=== Material to process ===

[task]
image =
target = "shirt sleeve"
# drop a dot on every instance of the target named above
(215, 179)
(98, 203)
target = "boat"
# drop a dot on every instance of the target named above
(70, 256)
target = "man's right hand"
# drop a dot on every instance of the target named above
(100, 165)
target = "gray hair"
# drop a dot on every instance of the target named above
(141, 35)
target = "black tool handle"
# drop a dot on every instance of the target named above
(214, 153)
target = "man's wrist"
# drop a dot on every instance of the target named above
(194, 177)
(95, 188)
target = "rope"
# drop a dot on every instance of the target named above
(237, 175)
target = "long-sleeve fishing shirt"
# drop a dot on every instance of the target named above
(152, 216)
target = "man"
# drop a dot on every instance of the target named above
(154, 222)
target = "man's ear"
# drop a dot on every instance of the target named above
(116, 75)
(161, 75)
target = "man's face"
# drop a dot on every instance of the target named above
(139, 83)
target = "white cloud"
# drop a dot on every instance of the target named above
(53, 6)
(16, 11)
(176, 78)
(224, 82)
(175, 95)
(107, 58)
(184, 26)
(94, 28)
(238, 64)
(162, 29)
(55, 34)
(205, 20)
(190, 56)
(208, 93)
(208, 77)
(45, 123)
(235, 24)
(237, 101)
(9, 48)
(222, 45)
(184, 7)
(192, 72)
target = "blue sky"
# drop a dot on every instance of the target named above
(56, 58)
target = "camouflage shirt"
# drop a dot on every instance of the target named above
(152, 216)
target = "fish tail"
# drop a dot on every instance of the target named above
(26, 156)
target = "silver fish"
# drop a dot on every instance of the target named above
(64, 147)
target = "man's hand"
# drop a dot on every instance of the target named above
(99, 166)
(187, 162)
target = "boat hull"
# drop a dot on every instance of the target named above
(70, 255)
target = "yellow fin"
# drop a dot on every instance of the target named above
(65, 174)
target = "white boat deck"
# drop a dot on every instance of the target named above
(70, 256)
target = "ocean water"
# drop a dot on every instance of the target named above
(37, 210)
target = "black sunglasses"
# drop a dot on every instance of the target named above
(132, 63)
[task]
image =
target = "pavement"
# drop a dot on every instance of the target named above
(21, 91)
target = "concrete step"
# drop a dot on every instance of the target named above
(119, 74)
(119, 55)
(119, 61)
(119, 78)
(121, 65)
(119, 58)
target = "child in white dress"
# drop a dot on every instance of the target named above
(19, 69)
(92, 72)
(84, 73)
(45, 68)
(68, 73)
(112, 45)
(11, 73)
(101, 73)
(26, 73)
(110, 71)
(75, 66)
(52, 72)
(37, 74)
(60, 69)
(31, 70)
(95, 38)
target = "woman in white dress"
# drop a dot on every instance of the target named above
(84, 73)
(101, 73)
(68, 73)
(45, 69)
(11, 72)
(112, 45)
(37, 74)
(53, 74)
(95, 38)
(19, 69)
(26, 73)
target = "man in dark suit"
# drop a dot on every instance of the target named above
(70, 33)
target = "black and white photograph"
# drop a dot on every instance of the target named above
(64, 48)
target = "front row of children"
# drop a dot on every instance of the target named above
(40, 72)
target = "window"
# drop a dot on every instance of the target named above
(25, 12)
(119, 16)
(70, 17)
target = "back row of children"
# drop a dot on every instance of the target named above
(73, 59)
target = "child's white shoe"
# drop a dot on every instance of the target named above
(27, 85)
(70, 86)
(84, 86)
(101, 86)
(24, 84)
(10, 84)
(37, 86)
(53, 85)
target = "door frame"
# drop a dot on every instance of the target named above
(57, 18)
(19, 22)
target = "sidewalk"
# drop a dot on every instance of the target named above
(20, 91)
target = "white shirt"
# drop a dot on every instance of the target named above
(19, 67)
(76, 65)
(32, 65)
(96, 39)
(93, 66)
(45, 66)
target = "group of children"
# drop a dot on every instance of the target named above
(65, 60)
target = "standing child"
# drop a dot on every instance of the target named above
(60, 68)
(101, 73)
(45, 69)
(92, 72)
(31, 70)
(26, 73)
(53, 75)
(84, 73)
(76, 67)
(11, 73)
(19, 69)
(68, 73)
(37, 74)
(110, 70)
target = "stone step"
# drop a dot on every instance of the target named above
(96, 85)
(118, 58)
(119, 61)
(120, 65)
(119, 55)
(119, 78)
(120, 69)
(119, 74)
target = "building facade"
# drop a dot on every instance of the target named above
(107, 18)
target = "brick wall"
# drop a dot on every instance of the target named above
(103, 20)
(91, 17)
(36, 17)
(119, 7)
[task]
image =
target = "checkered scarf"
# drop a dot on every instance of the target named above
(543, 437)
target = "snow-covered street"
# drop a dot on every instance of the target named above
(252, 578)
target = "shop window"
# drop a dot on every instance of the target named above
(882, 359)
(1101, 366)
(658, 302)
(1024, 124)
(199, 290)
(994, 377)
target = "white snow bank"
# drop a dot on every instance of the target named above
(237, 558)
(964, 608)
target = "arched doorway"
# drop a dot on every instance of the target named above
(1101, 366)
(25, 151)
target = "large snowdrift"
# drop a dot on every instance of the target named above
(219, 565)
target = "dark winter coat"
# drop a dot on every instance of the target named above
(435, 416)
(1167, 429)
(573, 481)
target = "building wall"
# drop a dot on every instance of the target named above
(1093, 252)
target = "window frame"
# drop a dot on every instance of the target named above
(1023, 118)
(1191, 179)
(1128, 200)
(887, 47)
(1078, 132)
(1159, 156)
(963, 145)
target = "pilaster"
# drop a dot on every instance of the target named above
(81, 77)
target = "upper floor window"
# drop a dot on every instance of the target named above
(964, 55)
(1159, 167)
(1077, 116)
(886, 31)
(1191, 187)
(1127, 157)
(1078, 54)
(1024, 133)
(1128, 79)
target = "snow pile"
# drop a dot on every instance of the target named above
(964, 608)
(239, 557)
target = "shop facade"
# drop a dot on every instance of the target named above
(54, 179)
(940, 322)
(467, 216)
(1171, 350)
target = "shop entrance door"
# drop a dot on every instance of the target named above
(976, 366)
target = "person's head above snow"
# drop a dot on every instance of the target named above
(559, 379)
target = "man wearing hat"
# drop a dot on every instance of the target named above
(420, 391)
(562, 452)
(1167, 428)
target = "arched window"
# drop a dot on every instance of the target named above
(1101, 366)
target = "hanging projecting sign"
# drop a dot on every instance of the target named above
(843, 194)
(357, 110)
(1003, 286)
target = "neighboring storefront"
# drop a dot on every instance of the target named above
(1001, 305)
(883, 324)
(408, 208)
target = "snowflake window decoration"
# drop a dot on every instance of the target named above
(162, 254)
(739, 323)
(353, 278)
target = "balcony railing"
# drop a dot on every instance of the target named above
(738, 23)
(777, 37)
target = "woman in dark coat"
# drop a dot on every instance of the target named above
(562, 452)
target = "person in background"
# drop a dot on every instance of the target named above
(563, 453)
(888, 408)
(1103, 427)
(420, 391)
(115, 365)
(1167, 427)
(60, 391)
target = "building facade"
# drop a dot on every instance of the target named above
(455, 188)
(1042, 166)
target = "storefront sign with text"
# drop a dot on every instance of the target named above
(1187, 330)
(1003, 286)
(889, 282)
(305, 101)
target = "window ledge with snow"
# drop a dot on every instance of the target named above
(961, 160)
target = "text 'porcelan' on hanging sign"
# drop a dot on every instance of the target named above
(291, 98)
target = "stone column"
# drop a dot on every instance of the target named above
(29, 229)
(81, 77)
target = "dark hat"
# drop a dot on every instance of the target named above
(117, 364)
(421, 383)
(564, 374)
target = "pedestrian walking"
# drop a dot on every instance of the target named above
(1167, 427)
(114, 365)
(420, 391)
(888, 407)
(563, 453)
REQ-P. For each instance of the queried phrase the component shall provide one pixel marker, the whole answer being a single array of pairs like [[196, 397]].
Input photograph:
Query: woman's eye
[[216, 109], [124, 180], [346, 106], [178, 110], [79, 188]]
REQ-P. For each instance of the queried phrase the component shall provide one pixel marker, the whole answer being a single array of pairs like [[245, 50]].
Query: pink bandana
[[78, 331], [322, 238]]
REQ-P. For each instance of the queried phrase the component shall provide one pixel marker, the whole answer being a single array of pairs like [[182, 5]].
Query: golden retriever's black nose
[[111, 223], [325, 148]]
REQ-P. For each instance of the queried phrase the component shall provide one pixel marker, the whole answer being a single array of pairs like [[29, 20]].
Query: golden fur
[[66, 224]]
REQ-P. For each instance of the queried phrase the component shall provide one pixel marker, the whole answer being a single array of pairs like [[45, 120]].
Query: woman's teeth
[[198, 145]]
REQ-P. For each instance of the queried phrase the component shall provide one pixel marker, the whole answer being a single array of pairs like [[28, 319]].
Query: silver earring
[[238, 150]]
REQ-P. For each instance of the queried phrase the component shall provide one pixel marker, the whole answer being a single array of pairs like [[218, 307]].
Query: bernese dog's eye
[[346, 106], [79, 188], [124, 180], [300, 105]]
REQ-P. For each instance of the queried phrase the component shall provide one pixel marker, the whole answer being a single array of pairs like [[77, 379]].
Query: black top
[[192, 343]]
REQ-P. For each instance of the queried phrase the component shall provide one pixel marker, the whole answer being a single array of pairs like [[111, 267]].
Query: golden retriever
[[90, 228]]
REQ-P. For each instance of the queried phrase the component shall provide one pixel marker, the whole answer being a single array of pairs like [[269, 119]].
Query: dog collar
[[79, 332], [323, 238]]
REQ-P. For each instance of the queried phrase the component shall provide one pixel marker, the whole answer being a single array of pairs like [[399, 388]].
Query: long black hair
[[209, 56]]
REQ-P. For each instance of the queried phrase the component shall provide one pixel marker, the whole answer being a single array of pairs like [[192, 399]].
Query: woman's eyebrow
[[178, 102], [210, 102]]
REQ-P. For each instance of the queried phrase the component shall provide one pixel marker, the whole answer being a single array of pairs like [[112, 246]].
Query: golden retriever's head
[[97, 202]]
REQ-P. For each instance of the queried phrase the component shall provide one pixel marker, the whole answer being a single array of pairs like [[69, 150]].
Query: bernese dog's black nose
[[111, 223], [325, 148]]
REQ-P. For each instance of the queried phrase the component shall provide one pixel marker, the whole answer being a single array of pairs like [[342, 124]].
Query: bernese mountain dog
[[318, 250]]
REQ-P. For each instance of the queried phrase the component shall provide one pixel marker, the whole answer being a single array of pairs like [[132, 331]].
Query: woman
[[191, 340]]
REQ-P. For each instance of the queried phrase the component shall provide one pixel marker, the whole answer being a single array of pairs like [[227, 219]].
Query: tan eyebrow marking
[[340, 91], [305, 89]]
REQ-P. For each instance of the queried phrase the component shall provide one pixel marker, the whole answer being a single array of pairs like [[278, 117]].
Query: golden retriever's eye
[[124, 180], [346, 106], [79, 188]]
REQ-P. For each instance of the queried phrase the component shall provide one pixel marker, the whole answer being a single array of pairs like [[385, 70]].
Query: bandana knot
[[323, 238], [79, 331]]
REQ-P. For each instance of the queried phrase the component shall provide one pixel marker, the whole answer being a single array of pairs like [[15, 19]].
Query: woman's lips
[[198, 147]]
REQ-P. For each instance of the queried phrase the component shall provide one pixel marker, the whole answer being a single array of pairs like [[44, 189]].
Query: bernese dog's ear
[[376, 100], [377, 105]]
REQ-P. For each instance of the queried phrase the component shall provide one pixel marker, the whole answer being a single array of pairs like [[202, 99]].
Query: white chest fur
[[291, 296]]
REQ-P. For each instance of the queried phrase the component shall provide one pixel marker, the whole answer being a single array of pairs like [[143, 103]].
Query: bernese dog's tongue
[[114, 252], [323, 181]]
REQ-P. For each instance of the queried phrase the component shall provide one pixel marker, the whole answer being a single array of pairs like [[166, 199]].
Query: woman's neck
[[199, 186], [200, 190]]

===

## Required work
If a line in the data above contains "text", return that line.

## Written solution
target = "storefront sign with text"
target = "text 'porcelan' on hanging sign"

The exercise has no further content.